**PROMPT:**
Extract all of the entries and set them down verbatim.

Source data
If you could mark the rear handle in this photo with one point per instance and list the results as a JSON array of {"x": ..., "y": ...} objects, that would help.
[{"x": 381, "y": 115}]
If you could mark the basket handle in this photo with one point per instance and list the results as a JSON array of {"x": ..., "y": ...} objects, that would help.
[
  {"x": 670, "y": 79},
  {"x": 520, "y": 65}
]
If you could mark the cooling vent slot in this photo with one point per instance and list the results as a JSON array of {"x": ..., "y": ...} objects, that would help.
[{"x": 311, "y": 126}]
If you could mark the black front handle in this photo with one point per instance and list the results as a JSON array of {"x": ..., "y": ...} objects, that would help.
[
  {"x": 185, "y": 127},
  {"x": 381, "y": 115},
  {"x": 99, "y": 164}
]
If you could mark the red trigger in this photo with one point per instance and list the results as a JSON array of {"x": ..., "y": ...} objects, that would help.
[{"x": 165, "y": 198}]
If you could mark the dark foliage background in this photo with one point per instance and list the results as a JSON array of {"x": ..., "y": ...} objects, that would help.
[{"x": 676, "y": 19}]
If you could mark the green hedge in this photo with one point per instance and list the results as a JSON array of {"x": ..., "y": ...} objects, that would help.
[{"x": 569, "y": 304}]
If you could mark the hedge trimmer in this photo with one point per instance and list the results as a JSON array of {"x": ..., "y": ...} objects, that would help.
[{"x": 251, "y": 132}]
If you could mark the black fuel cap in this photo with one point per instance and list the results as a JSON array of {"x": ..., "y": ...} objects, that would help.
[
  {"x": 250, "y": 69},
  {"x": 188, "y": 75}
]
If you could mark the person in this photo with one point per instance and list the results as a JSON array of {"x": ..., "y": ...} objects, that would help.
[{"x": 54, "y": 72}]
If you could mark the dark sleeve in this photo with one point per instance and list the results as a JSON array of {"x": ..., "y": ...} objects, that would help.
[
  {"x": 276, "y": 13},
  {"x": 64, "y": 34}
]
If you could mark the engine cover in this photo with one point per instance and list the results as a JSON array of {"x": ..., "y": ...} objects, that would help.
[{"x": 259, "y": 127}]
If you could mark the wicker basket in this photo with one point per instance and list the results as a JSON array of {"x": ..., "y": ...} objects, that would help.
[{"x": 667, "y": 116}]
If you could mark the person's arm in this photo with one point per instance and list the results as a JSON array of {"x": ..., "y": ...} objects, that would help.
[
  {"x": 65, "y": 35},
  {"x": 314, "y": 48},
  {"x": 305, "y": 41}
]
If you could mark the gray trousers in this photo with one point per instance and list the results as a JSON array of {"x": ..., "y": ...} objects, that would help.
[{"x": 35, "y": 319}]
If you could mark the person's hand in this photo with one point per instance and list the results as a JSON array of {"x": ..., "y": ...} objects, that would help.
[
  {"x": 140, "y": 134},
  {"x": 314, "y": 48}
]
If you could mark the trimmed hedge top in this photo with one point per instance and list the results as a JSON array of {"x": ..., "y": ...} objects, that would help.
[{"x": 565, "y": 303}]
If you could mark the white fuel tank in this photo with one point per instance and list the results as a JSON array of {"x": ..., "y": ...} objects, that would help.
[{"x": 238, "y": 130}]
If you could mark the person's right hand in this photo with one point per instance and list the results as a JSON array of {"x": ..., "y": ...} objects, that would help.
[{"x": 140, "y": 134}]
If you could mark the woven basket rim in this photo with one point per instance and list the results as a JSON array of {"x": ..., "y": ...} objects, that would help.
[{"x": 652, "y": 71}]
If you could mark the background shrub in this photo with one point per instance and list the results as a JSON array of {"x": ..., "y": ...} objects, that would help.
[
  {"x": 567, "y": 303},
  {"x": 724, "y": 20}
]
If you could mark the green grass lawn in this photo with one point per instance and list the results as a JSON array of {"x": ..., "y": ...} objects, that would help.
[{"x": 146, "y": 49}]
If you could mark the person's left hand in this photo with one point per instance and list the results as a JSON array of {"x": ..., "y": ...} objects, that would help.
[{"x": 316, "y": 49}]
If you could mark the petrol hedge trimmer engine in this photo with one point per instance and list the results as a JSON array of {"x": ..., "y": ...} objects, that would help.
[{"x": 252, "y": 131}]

**WRITTEN SOLUTION:**
If you could mark the rear handle in this photo with one point per instance and list the results as a JSON array of {"x": ..., "y": ...} objects, that would help.
[{"x": 381, "y": 115}]
If you could mark the basket handle in this photo with one point per instance and list the results as a JSON array of {"x": ..., "y": ...} objects, that would help.
[
  {"x": 670, "y": 79},
  {"x": 520, "y": 65}
]
If you could mark the cooling vent slot in this photo with one point per instance and list the results as a JSON array of {"x": ..., "y": ...} objects, that would help.
[{"x": 311, "y": 126}]
If you could mark the black front handle in this photo with one point per instance and list the results as a JSON array of {"x": ..., "y": ...} objects, that would help.
[
  {"x": 185, "y": 127},
  {"x": 381, "y": 115},
  {"x": 99, "y": 164}
]
If you could mark the red trigger in this photo with one point per instance and list the results as a JSON array of {"x": ..., "y": ...} objects, that would help.
[{"x": 165, "y": 198}]
If you could mark the dark foliage background in this photo with one point per instance and list the results as a JSON array of {"x": ..., "y": ...} objects, that would help.
[{"x": 676, "y": 19}]
If you could mark the green hedge in this photo with one point per instance and list the results as a JSON array of {"x": ..., "y": ...} objects, that would help.
[{"x": 569, "y": 304}]
If you could mark the hedge trimmer in this photo with one point per instance and list the results as a JSON array of {"x": ..., "y": ...} objects, that would help.
[{"x": 251, "y": 132}]
If you could mark the black fuel cap in this photo with one point per instance and list the results as a JSON array of {"x": ..., "y": ...} objects, that would help.
[
  {"x": 250, "y": 69},
  {"x": 188, "y": 75}
]
If you could mark the person in this photo with one point per instance and list the results as a JSON array of {"x": ..., "y": ...} objects, that would help.
[{"x": 54, "y": 72}]
If you could mark the dark sleeve in this photo with one point per instance and list the results as a JSON array of {"x": ..., "y": ...} objects, that would help.
[
  {"x": 276, "y": 13},
  {"x": 64, "y": 34}
]
If you could mark the engine cover in this photo with one point per instance and list the results as a JSON array of {"x": ..., "y": ...} objects, that would help.
[{"x": 259, "y": 127}]
If you could mark the wicker basket in this photo with one point per instance and list the results as a JSON array of {"x": ..., "y": ...} objects, that would help.
[{"x": 667, "y": 116}]
If you could mark the person's arm in this photo with one point per instance and list the results as a JSON array of {"x": ..., "y": ...} objects, that would help.
[
  {"x": 65, "y": 35},
  {"x": 314, "y": 48},
  {"x": 305, "y": 41}
]
If you could mark the gray trousers in this photo with one point per instance and list the results as a JSON array of {"x": ..., "y": ...} objects, that would help.
[{"x": 35, "y": 319}]
If you could mark the person's hand in this photo with one point per instance and list the results as a JSON array of {"x": ..., "y": ...} objects, that would help.
[
  {"x": 140, "y": 134},
  {"x": 314, "y": 48}
]
If you could mark the trimmed hedge top in this photo with one point per instance and list the results as a JSON array of {"x": ..., "y": ...} objects, that would help.
[{"x": 565, "y": 303}]
If you could mark the white fuel tank in this photo with one point per instance and list the results as a JSON array of {"x": ..., "y": ...} objects, that would help.
[{"x": 238, "y": 130}]
If you could mark the person's right hand in this photo with one point per instance and list the results as a JSON array of {"x": ..., "y": ...} objects, that would help.
[{"x": 140, "y": 134}]
If you could mark the woven basket rim in this photo with one point per instance and list the results as a JSON array of {"x": ..., "y": ...} objects, that would help.
[{"x": 652, "y": 71}]
If you could mark the background shrub in this photo with one point per instance and list the results as a JSON array of {"x": ..., "y": ...} objects, that would help.
[
  {"x": 567, "y": 303},
  {"x": 724, "y": 20}
]
If you could mark the green grass lawn in this photo with one point per instance and list the results as a JSON array of {"x": ..., "y": ...} objects, that would help.
[{"x": 146, "y": 49}]
If you could mark the person's left hand in this photo with one point per instance and list the results as a JSON array of {"x": ..., "y": ...} objects, that would help.
[{"x": 316, "y": 49}]
If you could mark the petrol hedge trimmer engine in this photo with one point per instance and list the results as a JSON array of {"x": ..., "y": ...} objects, that would help.
[{"x": 252, "y": 131}]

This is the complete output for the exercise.